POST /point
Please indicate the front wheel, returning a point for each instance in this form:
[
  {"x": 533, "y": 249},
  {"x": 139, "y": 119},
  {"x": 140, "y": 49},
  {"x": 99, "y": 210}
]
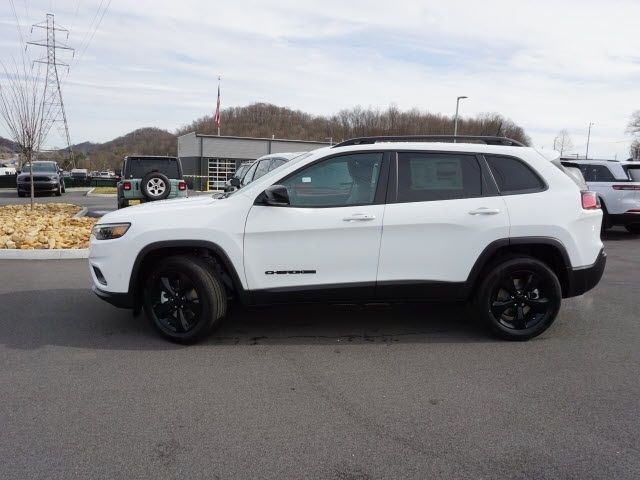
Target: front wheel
[
  {"x": 519, "y": 298},
  {"x": 183, "y": 299}
]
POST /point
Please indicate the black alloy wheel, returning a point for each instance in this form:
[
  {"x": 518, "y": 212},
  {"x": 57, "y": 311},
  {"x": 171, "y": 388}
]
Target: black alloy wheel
[
  {"x": 520, "y": 298},
  {"x": 519, "y": 301},
  {"x": 183, "y": 299}
]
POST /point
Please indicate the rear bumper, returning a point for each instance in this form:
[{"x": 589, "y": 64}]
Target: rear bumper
[
  {"x": 624, "y": 218},
  {"x": 583, "y": 279},
  {"x": 120, "y": 300}
]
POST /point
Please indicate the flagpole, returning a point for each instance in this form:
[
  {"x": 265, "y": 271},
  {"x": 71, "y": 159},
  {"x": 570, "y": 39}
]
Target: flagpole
[{"x": 219, "y": 105}]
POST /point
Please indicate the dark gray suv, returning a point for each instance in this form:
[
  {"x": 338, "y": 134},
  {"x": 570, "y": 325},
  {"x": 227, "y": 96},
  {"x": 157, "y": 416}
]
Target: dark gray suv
[{"x": 47, "y": 178}]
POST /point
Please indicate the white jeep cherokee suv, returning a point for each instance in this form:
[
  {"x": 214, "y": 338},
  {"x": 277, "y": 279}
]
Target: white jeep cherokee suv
[{"x": 377, "y": 219}]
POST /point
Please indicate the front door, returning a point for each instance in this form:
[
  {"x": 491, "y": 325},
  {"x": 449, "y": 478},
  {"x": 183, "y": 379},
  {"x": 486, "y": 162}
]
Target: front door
[{"x": 325, "y": 243}]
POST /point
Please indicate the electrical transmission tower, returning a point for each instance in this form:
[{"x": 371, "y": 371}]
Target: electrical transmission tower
[{"x": 52, "y": 105}]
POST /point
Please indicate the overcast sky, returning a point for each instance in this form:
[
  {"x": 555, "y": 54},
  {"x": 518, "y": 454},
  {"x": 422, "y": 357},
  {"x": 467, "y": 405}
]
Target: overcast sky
[{"x": 548, "y": 65}]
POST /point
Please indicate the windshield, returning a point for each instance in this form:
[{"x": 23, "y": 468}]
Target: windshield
[
  {"x": 274, "y": 172},
  {"x": 241, "y": 169},
  {"x": 633, "y": 172},
  {"x": 43, "y": 167},
  {"x": 139, "y": 167}
]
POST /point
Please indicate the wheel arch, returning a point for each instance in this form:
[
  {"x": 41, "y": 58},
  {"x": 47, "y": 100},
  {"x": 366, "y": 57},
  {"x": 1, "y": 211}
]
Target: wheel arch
[
  {"x": 549, "y": 250},
  {"x": 220, "y": 263}
]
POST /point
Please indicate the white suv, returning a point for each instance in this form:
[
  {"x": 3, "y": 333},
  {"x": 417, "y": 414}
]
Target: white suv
[
  {"x": 378, "y": 219},
  {"x": 618, "y": 187}
]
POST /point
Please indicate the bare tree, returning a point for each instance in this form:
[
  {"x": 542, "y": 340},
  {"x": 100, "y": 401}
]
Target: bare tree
[
  {"x": 634, "y": 150},
  {"x": 634, "y": 129},
  {"x": 562, "y": 142},
  {"x": 21, "y": 109}
]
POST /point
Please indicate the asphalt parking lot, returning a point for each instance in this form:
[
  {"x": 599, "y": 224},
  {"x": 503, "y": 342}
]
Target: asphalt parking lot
[{"x": 88, "y": 391}]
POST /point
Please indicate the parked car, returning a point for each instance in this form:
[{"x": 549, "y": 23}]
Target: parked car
[
  {"x": 379, "y": 219},
  {"x": 617, "y": 184},
  {"x": 237, "y": 177},
  {"x": 262, "y": 166},
  {"x": 150, "y": 178},
  {"x": 7, "y": 169},
  {"x": 47, "y": 178},
  {"x": 80, "y": 175}
]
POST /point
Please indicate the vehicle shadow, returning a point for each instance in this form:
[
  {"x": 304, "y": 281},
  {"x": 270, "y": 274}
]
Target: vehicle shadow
[{"x": 75, "y": 318}]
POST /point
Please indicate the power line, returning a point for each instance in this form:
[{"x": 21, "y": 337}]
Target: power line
[
  {"x": 104, "y": 11},
  {"x": 15, "y": 14}
]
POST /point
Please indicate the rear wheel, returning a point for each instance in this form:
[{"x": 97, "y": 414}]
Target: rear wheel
[
  {"x": 183, "y": 299},
  {"x": 606, "y": 221},
  {"x": 633, "y": 228},
  {"x": 519, "y": 298}
]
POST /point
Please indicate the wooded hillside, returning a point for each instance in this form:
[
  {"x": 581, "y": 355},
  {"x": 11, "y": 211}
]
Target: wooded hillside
[{"x": 265, "y": 120}]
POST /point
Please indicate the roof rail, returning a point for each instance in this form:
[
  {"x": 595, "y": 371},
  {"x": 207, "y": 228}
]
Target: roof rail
[{"x": 488, "y": 140}]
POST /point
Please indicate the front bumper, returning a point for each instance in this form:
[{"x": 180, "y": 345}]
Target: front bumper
[
  {"x": 120, "y": 300},
  {"x": 39, "y": 187},
  {"x": 583, "y": 279}
]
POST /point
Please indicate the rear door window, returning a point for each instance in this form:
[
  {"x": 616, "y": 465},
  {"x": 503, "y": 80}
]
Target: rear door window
[
  {"x": 424, "y": 177},
  {"x": 633, "y": 172},
  {"x": 513, "y": 176}
]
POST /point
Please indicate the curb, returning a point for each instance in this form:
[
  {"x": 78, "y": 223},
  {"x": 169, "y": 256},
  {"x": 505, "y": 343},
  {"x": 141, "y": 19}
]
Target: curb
[
  {"x": 107, "y": 195},
  {"x": 55, "y": 254}
]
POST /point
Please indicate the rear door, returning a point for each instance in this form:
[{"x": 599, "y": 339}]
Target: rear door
[{"x": 443, "y": 211}]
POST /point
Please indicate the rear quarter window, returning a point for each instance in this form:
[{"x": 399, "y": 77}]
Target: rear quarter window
[
  {"x": 597, "y": 173},
  {"x": 513, "y": 175}
]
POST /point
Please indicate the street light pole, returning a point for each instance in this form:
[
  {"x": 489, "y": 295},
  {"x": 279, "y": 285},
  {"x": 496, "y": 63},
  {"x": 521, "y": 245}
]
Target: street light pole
[
  {"x": 455, "y": 122},
  {"x": 586, "y": 155}
]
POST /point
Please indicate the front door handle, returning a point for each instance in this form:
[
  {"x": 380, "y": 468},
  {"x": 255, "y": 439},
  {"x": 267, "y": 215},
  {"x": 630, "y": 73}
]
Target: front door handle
[
  {"x": 359, "y": 217},
  {"x": 484, "y": 211}
]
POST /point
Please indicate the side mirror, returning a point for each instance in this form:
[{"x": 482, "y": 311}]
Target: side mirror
[{"x": 277, "y": 195}]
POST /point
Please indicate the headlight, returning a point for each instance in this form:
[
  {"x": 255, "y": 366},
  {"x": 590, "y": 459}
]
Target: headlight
[{"x": 109, "y": 231}]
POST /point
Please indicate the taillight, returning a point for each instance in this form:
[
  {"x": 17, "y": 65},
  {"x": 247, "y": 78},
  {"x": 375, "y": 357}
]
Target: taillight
[
  {"x": 626, "y": 187},
  {"x": 590, "y": 200}
]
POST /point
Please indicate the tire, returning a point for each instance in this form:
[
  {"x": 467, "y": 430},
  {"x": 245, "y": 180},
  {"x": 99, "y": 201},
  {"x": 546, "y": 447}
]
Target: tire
[
  {"x": 606, "y": 221},
  {"x": 169, "y": 302},
  {"x": 511, "y": 292},
  {"x": 155, "y": 186}
]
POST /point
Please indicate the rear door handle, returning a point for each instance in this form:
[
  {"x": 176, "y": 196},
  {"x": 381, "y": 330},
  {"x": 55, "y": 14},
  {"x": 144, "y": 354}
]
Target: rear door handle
[
  {"x": 484, "y": 211},
  {"x": 359, "y": 217}
]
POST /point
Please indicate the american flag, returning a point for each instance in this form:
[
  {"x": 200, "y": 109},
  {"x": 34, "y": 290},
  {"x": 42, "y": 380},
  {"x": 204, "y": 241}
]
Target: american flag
[{"x": 216, "y": 117}]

□ □ □ □ □ □ □

__Consigne__. Repérez dans les données ci-dessus chaque ligne où figure le mot « wooded », puis recopiez ces lignes.

__Corrigé__.
Please indicate the wooded hillside, returning a point for each instance in this form:
Target: wooded hillside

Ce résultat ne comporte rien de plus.